▶ _OBJECTIVE_
Reproduce the lines starting at the one containing "For the benchmark, mark every instance of the large" and ending at the one containing "[[165, 476]]", substituting "shiny black pot" for "dark glossy pot" and leaving all else unchanged.
--- begin DATASET RECORDS ---
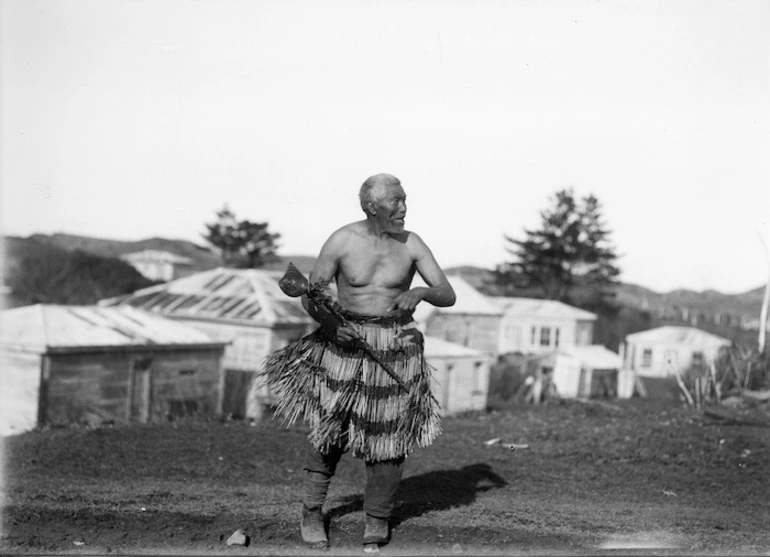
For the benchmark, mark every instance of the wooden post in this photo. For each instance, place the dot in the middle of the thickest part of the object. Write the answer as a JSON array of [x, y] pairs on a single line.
[[765, 304], [42, 393], [219, 355]]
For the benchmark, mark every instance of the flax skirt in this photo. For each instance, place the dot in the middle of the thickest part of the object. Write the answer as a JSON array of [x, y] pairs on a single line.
[[348, 399]]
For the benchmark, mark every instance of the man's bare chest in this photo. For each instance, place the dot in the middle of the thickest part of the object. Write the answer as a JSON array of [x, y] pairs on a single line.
[[377, 265]]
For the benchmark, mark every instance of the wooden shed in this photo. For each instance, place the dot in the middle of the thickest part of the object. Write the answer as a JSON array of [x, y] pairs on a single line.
[[64, 365], [461, 376], [473, 322], [243, 307]]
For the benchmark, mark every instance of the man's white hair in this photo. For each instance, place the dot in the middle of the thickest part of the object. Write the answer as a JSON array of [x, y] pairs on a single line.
[[374, 188]]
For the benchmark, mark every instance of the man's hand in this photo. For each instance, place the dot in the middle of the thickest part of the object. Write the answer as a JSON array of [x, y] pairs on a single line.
[[408, 300]]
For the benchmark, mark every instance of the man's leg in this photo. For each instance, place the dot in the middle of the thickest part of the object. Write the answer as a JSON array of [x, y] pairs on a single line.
[[319, 469], [382, 481]]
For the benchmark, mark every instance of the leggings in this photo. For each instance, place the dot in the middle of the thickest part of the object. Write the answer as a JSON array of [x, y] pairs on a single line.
[[382, 481]]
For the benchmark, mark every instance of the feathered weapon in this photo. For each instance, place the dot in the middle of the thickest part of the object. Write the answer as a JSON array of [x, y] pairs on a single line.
[[294, 284]]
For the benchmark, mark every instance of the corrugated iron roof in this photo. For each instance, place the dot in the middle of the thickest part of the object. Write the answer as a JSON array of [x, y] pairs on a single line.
[[157, 255], [438, 348], [244, 295], [677, 335], [594, 356], [540, 308], [469, 300], [44, 326]]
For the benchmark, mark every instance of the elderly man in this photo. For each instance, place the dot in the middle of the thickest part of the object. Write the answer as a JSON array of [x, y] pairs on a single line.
[[350, 400]]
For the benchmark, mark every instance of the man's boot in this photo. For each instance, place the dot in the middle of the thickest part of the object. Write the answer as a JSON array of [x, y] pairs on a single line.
[[312, 527], [376, 531]]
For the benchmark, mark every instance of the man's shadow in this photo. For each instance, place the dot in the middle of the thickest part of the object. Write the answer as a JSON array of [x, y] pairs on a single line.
[[438, 490]]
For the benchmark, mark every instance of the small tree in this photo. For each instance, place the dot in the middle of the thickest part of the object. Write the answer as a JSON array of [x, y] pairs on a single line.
[[241, 244], [571, 250]]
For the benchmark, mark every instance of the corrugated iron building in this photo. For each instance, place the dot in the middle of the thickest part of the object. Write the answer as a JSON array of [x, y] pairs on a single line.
[[473, 322], [531, 325], [244, 307], [667, 350], [62, 365], [460, 376]]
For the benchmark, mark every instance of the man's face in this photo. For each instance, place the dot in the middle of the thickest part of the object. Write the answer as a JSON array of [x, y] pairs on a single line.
[[391, 209]]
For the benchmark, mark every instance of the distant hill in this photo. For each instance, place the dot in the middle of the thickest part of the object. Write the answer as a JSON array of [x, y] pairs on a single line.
[[202, 256], [684, 306], [738, 310]]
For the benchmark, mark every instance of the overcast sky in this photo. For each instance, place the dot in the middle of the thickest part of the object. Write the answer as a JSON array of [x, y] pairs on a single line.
[[130, 119]]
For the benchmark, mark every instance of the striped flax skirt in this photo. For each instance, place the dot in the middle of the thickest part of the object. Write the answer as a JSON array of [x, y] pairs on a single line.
[[348, 399]]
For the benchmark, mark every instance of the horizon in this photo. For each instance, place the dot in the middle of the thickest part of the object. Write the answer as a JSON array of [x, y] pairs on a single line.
[[447, 268], [126, 120]]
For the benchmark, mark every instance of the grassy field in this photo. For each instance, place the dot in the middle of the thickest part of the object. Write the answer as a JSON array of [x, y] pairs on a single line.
[[596, 478]]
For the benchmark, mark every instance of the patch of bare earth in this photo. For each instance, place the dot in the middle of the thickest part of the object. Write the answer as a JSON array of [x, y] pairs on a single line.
[[630, 476]]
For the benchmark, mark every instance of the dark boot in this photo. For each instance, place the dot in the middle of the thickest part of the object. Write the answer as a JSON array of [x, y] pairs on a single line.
[[376, 530], [312, 527]]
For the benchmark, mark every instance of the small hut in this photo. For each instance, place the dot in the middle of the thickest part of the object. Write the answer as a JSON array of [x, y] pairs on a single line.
[[583, 371], [461, 376], [473, 321], [665, 351], [243, 307], [62, 365]]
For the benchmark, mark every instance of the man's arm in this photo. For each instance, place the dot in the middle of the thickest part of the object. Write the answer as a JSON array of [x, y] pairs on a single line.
[[438, 292], [325, 270]]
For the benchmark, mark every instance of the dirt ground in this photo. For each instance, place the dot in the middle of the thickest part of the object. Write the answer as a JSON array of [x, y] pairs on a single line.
[[621, 477]]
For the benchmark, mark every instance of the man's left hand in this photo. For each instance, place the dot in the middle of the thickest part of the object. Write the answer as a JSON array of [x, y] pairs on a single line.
[[408, 300]]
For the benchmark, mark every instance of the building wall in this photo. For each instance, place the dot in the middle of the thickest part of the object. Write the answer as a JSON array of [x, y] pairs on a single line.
[[460, 384], [529, 334], [243, 396], [136, 385], [656, 362], [19, 391], [479, 332]]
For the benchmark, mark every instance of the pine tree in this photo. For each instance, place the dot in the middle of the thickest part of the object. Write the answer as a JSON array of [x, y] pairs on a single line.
[[241, 244], [570, 251]]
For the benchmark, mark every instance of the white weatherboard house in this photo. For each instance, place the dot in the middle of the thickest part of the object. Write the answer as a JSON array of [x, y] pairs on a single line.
[[664, 351], [244, 307], [62, 365], [159, 264], [531, 325], [473, 321], [460, 376], [586, 372]]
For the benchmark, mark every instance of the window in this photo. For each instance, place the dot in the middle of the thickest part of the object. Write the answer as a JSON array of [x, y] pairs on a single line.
[[477, 378], [697, 359], [647, 357], [545, 336]]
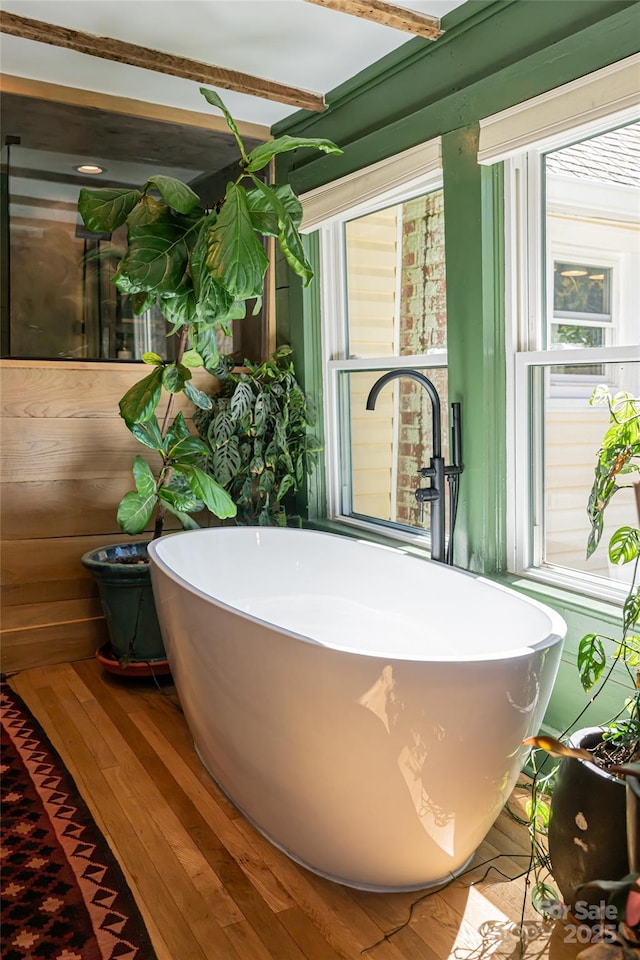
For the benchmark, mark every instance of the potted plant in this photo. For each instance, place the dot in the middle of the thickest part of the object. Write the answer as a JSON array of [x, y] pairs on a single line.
[[258, 433], [201, 267], [587, 837]]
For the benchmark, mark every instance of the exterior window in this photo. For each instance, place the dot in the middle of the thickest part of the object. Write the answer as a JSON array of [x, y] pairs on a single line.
[[581, 305], [577, 210], [389, 314]]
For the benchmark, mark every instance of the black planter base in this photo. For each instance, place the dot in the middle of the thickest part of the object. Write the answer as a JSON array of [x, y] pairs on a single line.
[[134, 669], [587, 827]]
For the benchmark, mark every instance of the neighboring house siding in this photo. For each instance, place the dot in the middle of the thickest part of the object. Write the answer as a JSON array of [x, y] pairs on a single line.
[[67, 458]]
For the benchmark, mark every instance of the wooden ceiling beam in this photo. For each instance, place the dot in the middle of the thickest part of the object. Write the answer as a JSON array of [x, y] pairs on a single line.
[[134, 55], [386, 14]]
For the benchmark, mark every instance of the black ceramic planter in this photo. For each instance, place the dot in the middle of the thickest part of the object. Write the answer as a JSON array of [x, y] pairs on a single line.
[[124, 583], [587, 827]]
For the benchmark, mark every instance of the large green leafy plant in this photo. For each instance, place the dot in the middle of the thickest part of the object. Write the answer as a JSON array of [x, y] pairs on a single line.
[[617, 464], [201, 267], [258, 432]]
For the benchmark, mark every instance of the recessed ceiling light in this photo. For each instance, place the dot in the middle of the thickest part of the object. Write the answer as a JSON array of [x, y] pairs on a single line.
[[89, 168]]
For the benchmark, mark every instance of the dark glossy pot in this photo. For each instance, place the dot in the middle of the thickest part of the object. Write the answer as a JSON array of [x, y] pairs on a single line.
[[587, 827], [124, 583], [633, 823]]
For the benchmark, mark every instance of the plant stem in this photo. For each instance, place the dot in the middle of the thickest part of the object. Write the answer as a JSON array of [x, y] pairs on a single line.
[[165, 476]]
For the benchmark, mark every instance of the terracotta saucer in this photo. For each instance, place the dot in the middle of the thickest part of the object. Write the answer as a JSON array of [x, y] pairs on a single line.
[[135, 668]]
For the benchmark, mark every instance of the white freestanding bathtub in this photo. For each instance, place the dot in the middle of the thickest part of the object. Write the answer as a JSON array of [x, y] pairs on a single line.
[[364, 709]]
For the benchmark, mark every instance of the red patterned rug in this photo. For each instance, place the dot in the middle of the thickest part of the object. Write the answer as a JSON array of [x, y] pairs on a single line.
[[64, 896]]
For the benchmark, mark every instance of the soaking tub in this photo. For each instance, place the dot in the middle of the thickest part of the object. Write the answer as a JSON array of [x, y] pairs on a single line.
[[363, 708]]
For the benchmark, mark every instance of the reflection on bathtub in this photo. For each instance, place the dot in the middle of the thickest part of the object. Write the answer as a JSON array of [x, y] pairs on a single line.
[[335, 703]]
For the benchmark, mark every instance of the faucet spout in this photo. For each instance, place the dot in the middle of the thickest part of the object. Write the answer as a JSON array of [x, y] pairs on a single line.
[[433, 396], [434, 494]]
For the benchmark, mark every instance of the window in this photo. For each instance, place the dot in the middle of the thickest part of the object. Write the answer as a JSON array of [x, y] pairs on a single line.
[[576, 323], [384, 309]]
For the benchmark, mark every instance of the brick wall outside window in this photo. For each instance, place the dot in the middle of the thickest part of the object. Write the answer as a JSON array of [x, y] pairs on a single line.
[[423, 324]]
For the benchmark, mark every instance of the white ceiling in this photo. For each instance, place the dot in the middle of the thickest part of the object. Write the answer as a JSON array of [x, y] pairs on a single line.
[[289, 41]]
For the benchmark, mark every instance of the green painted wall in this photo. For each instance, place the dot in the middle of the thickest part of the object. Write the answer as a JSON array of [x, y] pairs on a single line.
[[492, 56]]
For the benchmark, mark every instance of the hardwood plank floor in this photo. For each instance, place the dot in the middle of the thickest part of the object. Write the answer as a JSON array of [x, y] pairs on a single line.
[[210, 887]]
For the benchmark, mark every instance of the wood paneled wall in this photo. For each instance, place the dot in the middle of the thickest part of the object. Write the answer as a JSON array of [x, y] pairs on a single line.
[[66, 462]]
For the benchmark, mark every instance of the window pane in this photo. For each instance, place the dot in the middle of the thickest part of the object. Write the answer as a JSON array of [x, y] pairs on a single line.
[[576, 336], [388, 446], [396, 294], [581, 288], [571, 435], [593, 240]]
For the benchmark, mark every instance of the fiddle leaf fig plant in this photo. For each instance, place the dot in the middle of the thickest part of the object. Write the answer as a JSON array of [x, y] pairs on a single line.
[[200, 267]]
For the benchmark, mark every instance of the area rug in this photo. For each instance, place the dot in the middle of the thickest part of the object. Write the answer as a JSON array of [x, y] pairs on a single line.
[[64, 896]]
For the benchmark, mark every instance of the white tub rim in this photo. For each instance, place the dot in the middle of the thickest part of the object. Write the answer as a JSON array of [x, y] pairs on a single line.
[[557, 631]]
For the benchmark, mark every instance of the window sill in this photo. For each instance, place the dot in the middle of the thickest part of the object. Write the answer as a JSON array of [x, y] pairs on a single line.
[[556, 595], [357, 531]]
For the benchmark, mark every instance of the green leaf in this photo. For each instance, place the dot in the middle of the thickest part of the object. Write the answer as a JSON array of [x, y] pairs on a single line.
[[105, 209], [261, 412], [211, 493], [221, 428], [241, 401], [624, 545], [141, 302], [188, 523], [208, 348], [174, 377], [261, 155], [236, 258], [182, 500], [212, 97], [226, 461], [135, 511], [191, 358], [591, 659], [286, 484], [174, 192], [264, 217], [157, 256], [144, 478], [201, 399], [140, 402], [288, 236], [266, 481], [631, 611], [188, 448], [178, 310], [148, 433]]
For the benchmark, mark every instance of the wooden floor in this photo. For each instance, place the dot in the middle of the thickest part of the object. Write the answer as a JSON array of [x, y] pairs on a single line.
[[211, 888]]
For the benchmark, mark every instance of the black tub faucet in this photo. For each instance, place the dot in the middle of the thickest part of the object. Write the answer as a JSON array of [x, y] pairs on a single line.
[[436, 471]]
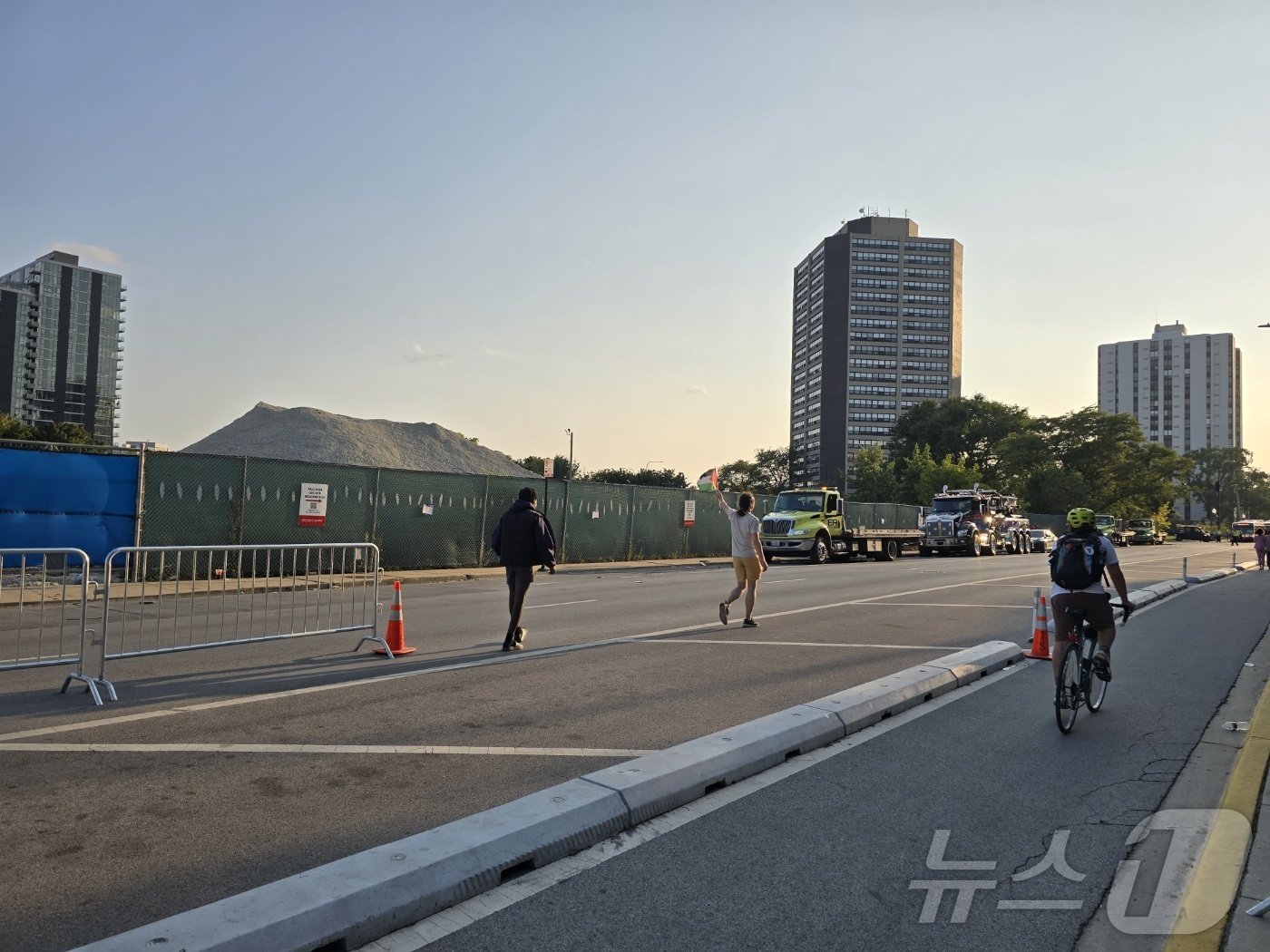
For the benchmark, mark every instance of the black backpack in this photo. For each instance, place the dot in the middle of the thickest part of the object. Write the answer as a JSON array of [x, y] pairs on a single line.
[[1077, 561]]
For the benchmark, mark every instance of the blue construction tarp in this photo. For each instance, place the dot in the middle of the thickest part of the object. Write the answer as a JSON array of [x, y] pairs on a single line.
[[67, 500]]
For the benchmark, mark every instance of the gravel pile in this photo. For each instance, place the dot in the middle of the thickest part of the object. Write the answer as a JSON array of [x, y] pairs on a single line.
[[315, 435]]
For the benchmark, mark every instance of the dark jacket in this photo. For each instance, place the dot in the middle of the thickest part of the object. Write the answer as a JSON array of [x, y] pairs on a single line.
[[523, 537]]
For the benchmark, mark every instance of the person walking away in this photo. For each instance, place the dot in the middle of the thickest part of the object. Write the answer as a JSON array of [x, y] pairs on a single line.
[[523, 539], [747, 556], [1076, 565], [1261, 542]]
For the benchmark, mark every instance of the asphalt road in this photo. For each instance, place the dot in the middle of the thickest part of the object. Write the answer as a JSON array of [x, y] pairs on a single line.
[[844, 856], [129, 822]]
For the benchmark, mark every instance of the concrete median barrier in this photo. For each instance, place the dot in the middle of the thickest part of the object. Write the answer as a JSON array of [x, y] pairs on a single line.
[[364, 897]]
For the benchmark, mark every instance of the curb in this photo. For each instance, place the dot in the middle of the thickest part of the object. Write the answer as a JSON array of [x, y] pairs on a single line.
[[365, 897]]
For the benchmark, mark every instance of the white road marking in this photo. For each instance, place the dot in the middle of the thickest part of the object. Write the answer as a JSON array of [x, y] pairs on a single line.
[[786, 644], [457, 917], [321, 749], [936, 605]]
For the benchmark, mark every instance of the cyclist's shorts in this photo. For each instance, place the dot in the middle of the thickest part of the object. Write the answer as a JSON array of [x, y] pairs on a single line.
[[1098, 611]]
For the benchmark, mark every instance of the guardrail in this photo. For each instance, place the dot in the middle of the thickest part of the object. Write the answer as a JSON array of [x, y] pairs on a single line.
[[177, 598], [51, 605]]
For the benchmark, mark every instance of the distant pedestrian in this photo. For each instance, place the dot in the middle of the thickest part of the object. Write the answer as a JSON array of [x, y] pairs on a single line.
[[523, 539], [747, 556]]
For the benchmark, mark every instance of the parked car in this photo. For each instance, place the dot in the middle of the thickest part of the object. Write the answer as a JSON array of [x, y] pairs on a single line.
[[1191, 532], [1043, 539]]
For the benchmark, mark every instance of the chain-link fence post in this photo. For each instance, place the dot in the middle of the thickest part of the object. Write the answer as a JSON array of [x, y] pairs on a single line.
[[564, 522], [484, 511]]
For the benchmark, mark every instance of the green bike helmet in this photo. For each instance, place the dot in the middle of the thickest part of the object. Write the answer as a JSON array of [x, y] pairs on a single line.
[[1081, 520]]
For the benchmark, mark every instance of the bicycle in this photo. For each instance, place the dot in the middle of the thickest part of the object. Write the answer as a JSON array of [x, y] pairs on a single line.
[[1076, 683]]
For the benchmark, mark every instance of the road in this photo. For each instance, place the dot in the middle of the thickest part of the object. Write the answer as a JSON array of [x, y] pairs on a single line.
[[122, 819]]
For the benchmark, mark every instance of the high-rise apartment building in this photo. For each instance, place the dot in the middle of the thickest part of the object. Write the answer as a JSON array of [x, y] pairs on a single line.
[[876, 329], [1184, 389], [61, 339]]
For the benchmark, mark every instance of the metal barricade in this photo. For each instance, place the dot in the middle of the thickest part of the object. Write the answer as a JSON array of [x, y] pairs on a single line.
[[47, 590], [178, 598]]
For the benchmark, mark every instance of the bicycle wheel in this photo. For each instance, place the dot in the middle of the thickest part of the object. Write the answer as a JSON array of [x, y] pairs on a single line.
[[1067, 689], [1095, 688]]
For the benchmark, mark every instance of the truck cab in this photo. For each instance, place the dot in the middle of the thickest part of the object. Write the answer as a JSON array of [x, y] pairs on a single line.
[[1142, 532], [804, 522], [974, 522], [1111, 527]]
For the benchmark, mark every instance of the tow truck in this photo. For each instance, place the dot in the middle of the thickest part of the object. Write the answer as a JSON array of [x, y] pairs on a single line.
[[812, 523]]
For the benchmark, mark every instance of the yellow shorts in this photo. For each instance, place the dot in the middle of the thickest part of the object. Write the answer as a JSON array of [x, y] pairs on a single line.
[[747, 568]]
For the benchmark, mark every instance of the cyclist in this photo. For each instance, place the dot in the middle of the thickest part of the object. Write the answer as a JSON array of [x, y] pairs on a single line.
[[1091, 597]]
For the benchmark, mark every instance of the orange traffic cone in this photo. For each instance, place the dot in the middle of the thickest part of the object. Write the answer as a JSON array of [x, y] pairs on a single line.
[[1040, 631], [396, 635]]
--- end DATASET RECORDS ---
▶ _ANSWER FOR THE TASK_
For the benchmark, mark every instance of the large green leafy plant in this photo. For each instance, place the dot in the middle of the thickest part of the object. Write the answer as a JSON array of [x, y] pairs on a single line.
[[617, 464], [201, 267], [258, 432]]
For the benchmark, mark every instance of the recessed ceiling light in this photo. For each instance, place the dot in the middle of the thickest part of the object. Write the answer as a JSON array of [x, y] pairs on a single line.
[[89, 168]]
For the benchmark, mark every instance of the shiny black pot in this photo. For each instance, place the dot in the middle of the thickest part of the object. Write the answer as a JSON array of [x, y] pairs on a single line.
[[587, 827], [124, 583], [633, 823]]
For the benchmark, mark every instance of the plant stem in this photo. For each instance, place the dot in the middle of the thickest part of the object. Write the answer as a JSON array of [x, y] pairs on a single line.
[[165, 476]]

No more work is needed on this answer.